## TASK BRIEF
Reproduce the listing below word for word, line by line.
________________
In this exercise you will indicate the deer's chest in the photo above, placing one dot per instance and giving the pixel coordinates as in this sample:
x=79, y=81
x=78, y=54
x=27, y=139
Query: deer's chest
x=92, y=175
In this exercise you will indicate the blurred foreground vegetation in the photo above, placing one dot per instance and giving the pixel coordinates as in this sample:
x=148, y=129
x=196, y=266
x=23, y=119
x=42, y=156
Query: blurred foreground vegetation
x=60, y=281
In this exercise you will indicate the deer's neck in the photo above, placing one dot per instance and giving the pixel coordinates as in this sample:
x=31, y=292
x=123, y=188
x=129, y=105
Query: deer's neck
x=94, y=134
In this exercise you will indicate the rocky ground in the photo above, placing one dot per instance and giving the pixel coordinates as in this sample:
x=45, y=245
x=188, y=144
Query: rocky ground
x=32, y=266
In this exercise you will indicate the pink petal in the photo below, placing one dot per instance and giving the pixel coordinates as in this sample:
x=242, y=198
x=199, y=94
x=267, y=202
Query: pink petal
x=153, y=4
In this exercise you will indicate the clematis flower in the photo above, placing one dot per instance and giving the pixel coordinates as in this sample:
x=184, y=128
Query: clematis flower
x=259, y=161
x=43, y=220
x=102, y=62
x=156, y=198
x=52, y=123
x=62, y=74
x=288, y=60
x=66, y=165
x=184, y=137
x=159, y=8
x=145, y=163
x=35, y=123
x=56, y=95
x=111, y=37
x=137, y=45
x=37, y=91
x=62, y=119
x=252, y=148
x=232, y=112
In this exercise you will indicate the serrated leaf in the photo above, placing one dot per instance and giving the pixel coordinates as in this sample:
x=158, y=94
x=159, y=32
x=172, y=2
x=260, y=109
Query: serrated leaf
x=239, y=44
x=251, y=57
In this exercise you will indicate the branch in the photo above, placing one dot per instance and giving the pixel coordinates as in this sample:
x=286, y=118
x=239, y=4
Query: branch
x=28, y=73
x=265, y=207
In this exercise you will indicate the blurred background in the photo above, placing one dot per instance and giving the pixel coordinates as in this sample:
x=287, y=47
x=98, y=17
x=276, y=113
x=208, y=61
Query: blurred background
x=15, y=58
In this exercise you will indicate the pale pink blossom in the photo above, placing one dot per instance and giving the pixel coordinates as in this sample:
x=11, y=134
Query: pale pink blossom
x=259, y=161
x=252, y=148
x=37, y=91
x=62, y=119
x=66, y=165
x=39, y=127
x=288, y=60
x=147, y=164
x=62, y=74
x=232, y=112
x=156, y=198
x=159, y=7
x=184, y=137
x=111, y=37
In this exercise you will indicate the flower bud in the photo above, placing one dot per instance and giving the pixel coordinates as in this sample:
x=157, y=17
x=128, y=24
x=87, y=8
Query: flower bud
________________
## EXERCISE OUTPUT
In this exercise you will indicate the deer's chest in the photo above, placing one dot per instance and giving the pixel coordinates as in this sample:
x=79, y=81
x=78, y=54
x=27, y=139
Query: deer's chest
x=92, y=175
In this exercise you will indicate the blurred foreground vegetation in the photo above, placing one dot per instance and giving the pixel coordinates as in this sample:
x=148, y=129
x=196, y=266
x=23, y=119
x=42, y=156
Query: blurred foreground vegetation
x=60, y=281
In this exercise you will indicate the deer's neck in the photo above, placing one dot per instance and giving the pixel coordinates as in this sample:
x=31, y=292
x=123, y=188
x=129, y=105
Query: deer's neck
x=94, y=134
In this exercise you will indicate the rocky ground in the photo above, placing one dot per instance and giving the pixel coordinates as in this sample:
x=45, y=245
x=188, y=144
Query: rocky ground
x=32, y=266
In this exercise you will indicate the pink petal in the photo below, placing one dot per instance and giving the pixel coordinates as in this sample:
x=242, y=198
x=199, y=94
x=267, y=202
Query: pink petal
x=153, y=4
In this exercise you will indicate the clematis flower in the photo above, placing one dot per instance and giving the pixel coordinates as in this sample:
x=184, y=128
Query: clematis flower
x=259, y=161
x=43, y=220
x=102, y=62
x=156, y=198
x=52, y=123
x=62, y=74
x=288, y=60
x=66, y=165
x=184, y=137
x=159, y=8
x=145, y=163
x=35, y=123
x=56, y=95
x=111, y=37
x=137, y=45
x=37, y=91
x=62, y=119
x=252, y=148
x=232, y=112
In this exercise you will indicate the serrated leaf in the photo above, placing one dot per instance and giving the pixel coordinates as in this sample:
x=158, y=94
x=159, y=32
x=172, y=2
x=260, y=109
Query: serrated leaf
x=239, y=44
x=251, y=57
In this exercise you will indicate the branch in the photo above, placing one dot per instance and giving the pixel coordinates as in this sample:
x=286, y=118
x=239, y=4
Query: branch
x=28, y=73
x=265, y=207
In this exercise you will indicate the blurred background in the photo above, placing one dot per instance and giving the pixel coordinates as in this sample:
x=287, y=47
x=98, y=17
x=276, y=113
x=208, y=61
Query: blurred background
x=15, y=58
In this exercise you will indicate the pale pink blossom in the photo above, placing one dot per instance and giving the pixel coordinates as in this sample:
x=11, y=134
Query: pale pink blossom
x=259, y=161
x=252, y=148
x=37, y=91
x=62, y=119
x=66, y=165
x=39, y=127
x=288, y=60
x=147, y=164
x=62, y=74
x=232, y=112
x=156, y=198
x=159, y=7
x=184, y=137
x=111, y=37
In this exercise you will indicate the flower bud in the photo above, placing one dot per instance and giving the pixel coordinates as in this sample:
x=157, y=17
x=128, y=24
x=87, y=8
Query: flower bud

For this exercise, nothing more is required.